→ Work instruction 1
Reproduce word for word the part of the column on Ballot Measure 101 starting with "Lately it feels" and going on through "in voting yes.".
→ Work instruction 2
Please extend the column on Ballot Measure 101, picking up after its final sentence.

Representatively Speaking

Measure 101

By Representative Rob Nosse

Lately it feels like the campaign season never ends, and we never get a break from politics. Didn’t we just vote in November to support funding for Portland Community College? We did, but now we are only a couple of weeks away from the next election. This time, it’s a special election on one topic – Ballot Measure 101, also known as the Yes for Healthcare campaign. I am strongly in favor of passing this ballot measure, and I hope readers of this paper will join me in voting yes.

Here is how we got here: In the 2017 legislative session, we passed three important healthcare bills. Two of those, Cover all Kids and the Reproductive Health Equity Act, passed in spite of contentious floor debates. The third bill, HB 2391, created a fee structure for hospitals in order to raise money and draw down federal matching dollars to fund the Oregon Health Plan, Oregon’s Medicaid program. That bill, while contentious, passed with bipartisan support.

It was supported by nurses, unions, doctors, patients, insurance companies, and the very hospitals that would have to pay these fees. Unfortunately, when the session ended, a couple of legislators who did not like the bill started a signature campaign. They collected enough signatures to refer HB 2391 to the ballot, and now we have Ballot Measure 101.

Here is why I am a strong YES on Ballot Measure 101. This ballot measure will protect the health coverage of 1 in 4 Oregonians, over one million people, including children, people with disabilities, and the elderly who are covered by Medicaid. Nobody should have to go without health coverage because they are poor and can’t afford a monthly premium, and that is what passing Ballot Measure 101 will insure.

→ Material shown
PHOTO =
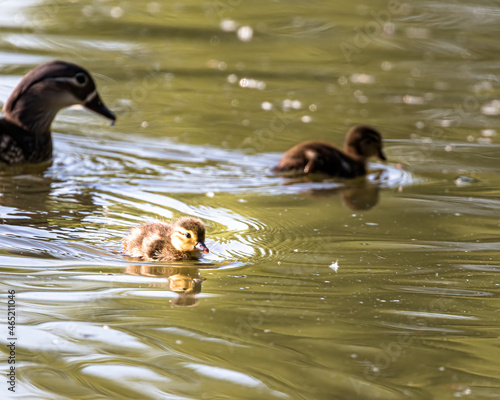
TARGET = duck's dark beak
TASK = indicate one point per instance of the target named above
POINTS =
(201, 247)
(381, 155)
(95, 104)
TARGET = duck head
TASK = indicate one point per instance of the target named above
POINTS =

...

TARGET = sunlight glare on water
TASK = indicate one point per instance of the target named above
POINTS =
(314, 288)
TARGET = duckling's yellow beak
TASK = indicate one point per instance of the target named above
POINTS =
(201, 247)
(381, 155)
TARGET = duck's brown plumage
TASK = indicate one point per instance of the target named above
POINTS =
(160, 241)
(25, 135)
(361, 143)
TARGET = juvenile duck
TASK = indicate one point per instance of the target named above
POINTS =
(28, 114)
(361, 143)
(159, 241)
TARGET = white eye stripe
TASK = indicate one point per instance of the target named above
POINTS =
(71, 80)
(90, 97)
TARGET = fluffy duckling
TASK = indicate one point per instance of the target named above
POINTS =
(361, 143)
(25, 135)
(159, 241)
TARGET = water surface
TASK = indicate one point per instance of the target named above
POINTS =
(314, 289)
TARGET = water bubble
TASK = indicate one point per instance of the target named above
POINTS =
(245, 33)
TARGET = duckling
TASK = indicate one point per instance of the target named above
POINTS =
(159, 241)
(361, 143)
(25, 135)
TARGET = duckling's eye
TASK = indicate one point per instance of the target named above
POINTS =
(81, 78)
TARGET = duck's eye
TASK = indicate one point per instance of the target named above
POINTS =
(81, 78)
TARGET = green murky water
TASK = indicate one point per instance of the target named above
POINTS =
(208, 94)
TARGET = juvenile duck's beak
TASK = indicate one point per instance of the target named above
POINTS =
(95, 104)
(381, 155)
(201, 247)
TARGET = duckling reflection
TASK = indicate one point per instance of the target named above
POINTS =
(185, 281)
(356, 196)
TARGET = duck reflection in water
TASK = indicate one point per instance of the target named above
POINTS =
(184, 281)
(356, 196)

→ Response 1
Lately it feels like the campaign season never ends, and we never get a break from politics. Didn’t we just vote in November to support funding for Portland Community College? We did, but now we are only a couple of weeks away from the next election. This time, it’s a special election on one topic – Ballot Measure 101, also known as the Yes for Healthcare campaign. I am strongly in favor of passing this ballot measure, and I hope readers of this paper will join me in voting yes.

→ Response 2
Who is opposing this measure? Republican State Representative Julie Parrish. She is spearheading the campaign along with her political consulting firm. This means she gets paid to run a campaign that could strip financially vulnerable Oregonians of their healthcare. Helping her is the Oregon Firearm Federation, a group that thinks the NRA is too liberal; Oregonians for Immigration Reform, an anti-immigration organization; and the Oregon Family Council, an anti-gay marriage group.

Over the past year we’ve seen attempts at the federal level to repeal healthcare without a replacement, and citizens across the country spoke out against it. In my mind this is a state-based version.  It’s disappointing to see Rep Parrish and these groups try that here; hurting vulnerable Oregonians by defunding their healthcare. If Measure 101 fails, we will see dramatic cuts to healthcare services for low-income Oregonians, and that is unacceptable.

In spite of Rep Parrish’s efforts, I know we are not the type of state that wants to deprive our most vulnerable residents of access to basic health services.

Election Day is January 23, so make sure to mail your ballots as soon as they arrive, or drop them at a drop site Learn more about the measure at

Depending on when you’ve picked up your copy of The Southeast Examiner, there may still be time to get involved and raise awareness of this very important election.

I hope you will, because a lot of Oregonians are counting on us.